>> Begin RAW RECORDS
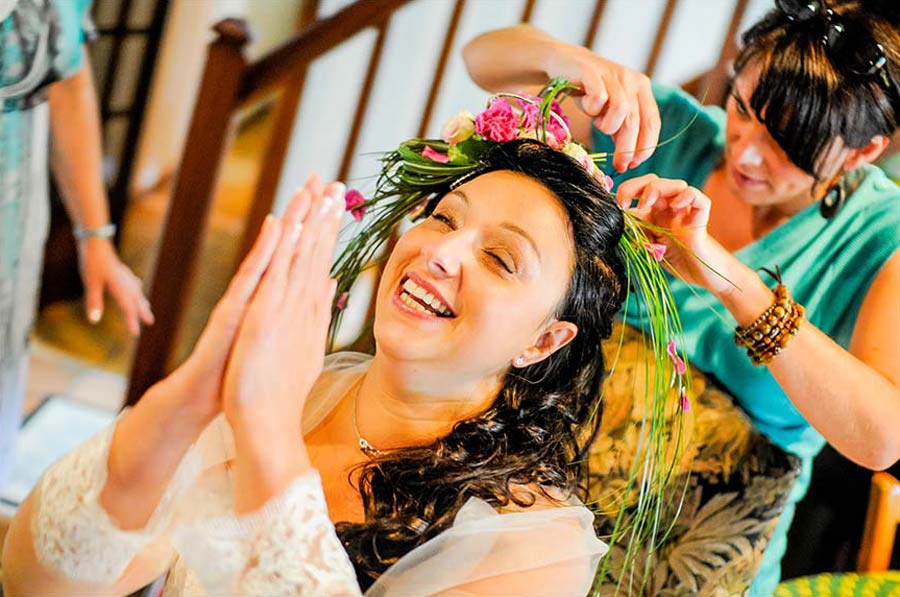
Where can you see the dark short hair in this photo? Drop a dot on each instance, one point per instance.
(545, 416)
(805, 100)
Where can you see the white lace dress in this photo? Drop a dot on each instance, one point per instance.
(289, 546)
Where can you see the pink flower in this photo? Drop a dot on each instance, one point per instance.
(680, 367)
(459, 128)
(657, 250)
(559, 131)
(355, 203)
(434, 155)
(685, 401)
(529, 111)
(417, 211)
(498, 122)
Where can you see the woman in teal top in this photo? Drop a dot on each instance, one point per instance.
(47, 92)
(780, 178)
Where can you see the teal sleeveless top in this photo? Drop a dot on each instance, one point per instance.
(828, 265)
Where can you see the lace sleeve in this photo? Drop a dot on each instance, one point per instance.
(287, 547)
(531, 552)
(73, 534)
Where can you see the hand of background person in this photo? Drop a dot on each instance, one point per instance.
(691, 253)
(102, 271)
(201, 376)
(618, 99)
(280, 348)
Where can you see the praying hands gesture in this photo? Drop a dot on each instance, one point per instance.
(616, 99)
(683, 211)
(257, 358)
(280, 347)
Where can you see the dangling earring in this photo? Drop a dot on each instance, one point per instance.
(833, 200)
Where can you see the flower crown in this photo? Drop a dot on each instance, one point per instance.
(420, 170)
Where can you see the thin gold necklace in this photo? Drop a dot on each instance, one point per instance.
(364, 446)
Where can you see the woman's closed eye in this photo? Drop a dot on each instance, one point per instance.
(740, 106)
(445, 219)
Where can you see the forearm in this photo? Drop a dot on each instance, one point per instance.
(148, 444)
(76, 157)
(269, 457)
(853, 406)
(509, 59)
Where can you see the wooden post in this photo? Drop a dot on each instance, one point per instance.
(882, 518)
(660, 38)
(189, 206)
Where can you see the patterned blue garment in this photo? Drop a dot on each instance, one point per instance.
(828, 265)
(40, 43)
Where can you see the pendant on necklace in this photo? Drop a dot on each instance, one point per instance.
(368, 449)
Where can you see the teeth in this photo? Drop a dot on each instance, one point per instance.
(414, 290)
(408, 300)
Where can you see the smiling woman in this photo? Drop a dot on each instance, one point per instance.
(782, 181)
(434, 466)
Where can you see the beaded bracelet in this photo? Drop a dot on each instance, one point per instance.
(773, 330)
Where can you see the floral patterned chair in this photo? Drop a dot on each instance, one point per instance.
(734, 480)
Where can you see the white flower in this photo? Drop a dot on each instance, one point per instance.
(459, 128)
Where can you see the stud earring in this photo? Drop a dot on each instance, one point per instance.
(833, 200)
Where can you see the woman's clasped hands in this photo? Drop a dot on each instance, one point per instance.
(264, 344)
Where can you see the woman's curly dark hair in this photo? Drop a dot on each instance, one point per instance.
(805, 98)
(545, 415)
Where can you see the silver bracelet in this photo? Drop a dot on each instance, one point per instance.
(82, 233)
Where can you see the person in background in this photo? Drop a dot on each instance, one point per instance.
(781, 179)
(49, 111)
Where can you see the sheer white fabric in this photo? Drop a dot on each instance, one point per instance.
(289, 546)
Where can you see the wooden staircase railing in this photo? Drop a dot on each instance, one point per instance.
(231, 82)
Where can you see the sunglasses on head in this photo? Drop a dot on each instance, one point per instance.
(849, 43)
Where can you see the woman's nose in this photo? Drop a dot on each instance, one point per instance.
(750, 155)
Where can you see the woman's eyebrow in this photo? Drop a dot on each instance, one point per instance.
(459, 194)
(516, 230)
(506, 225)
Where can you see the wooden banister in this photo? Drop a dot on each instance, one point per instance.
(715, 84)
(266, 73)
(594, 24)
(191, 198)
(279, 141)
(441, 66)
(362, 103)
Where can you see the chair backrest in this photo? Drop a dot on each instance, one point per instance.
(882, 519)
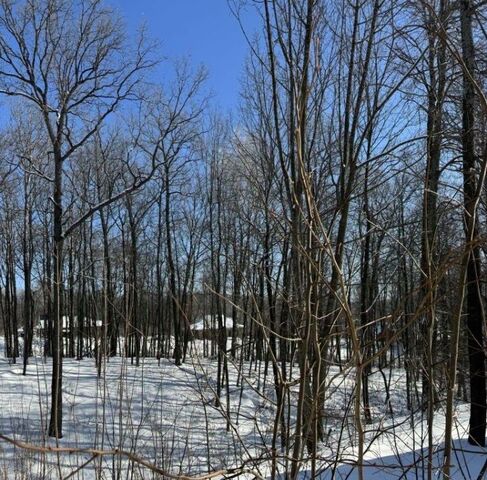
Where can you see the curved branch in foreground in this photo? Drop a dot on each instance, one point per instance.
(94, 452)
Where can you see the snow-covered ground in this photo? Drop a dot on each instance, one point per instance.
(168, 416)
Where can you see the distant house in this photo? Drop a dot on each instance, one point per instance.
(42, 326)
(208, 327)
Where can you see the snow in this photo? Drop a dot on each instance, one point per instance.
(168, 416)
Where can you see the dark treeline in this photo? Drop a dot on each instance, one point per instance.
(338, 219)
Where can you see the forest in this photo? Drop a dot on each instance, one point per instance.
(294, 290)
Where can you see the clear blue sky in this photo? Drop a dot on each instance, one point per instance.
(204, 30)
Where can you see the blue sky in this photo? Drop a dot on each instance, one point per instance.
(204, 30)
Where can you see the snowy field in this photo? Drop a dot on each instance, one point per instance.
(167, 416)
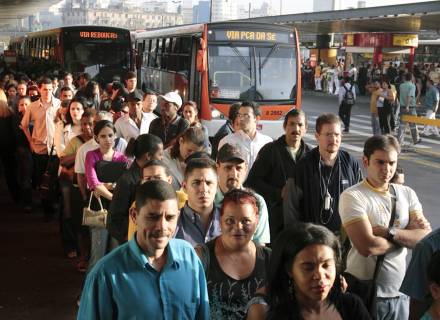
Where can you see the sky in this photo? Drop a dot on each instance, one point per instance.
(300, 6)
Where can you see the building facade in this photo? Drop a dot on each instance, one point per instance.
(132, 19)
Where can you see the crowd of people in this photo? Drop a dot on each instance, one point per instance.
(234, 227)
(394, 91)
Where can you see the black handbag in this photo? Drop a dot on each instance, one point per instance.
(367, 289)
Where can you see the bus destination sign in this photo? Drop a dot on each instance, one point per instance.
(246, 35)
(98, 35)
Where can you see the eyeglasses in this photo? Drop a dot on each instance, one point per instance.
(243, 115)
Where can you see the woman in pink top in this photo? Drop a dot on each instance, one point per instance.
(105, 134)
(103, 168)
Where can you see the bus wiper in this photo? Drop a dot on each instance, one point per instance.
(272, 50)
(242, 59)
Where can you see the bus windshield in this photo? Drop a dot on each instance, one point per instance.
(97, 59)
(258, 73)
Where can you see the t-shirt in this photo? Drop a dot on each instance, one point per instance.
(363, 201)
(228, 297)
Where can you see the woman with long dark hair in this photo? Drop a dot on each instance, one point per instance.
(304, 281)
(385, 112)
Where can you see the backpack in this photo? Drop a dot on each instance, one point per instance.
(348, 96)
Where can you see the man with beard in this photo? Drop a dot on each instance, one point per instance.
(199, 219)
(276, 163)
(248, 139)
(231, 170)
(312, 194)
(152, 276)
(170, 125)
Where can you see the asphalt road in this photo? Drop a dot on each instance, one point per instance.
(421, 162)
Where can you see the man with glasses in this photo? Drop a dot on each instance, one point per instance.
(247, 139)
(170, 125)
(312, 194)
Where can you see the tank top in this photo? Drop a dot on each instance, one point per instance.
(227, 296)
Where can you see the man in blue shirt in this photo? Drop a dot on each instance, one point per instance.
(407, 100)
(152, 276)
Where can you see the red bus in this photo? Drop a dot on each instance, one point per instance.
(217, 64)
(101, 51)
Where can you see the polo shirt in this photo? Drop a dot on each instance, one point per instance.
(407, 89)
(43, 132)
(190, 227)
(262, 233)
(124, 285)
(363, 202)
(249, 147)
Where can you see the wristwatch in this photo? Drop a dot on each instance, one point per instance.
(391, 234)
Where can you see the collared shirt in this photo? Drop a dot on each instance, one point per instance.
(124, 285)
(407, 89)
(127, 128)
(262, 233)
(190, 227)
(431, 98)
(249, 147)
(42, 117)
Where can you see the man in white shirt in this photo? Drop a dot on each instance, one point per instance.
(42, 114)
(366, 210)
(248, 139)
(135, 124)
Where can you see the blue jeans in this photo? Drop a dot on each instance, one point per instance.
(412, 126)
(392, 308)
(99, 241)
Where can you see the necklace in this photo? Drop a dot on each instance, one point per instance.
(326, 208)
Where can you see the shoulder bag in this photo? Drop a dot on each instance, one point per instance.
(94, 218)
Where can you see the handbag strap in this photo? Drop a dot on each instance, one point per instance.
(99, 201)
(381, 258)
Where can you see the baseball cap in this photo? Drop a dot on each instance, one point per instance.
(135, 96)
(173, 97)
(229, 152)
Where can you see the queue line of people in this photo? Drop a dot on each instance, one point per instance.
(231, 274)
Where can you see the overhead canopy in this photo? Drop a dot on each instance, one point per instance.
(11, 10)
(414, 18)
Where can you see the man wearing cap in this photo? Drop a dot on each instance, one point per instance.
(248, 139)
(136, 123)
(231, 171)
(170, 124)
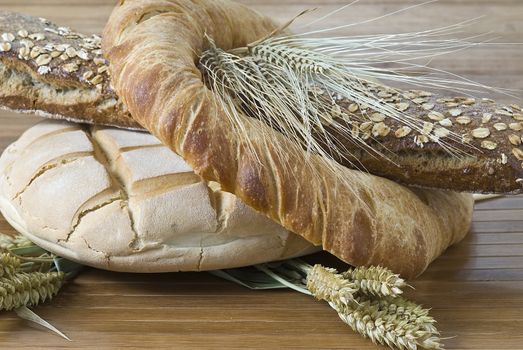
>> End RAW RECORDS
PROBLEM DETAILS
Count how many lines in the data above contain the string "background", with case counting. Give only the number.

RESPONSE TO THE EXERCISE
2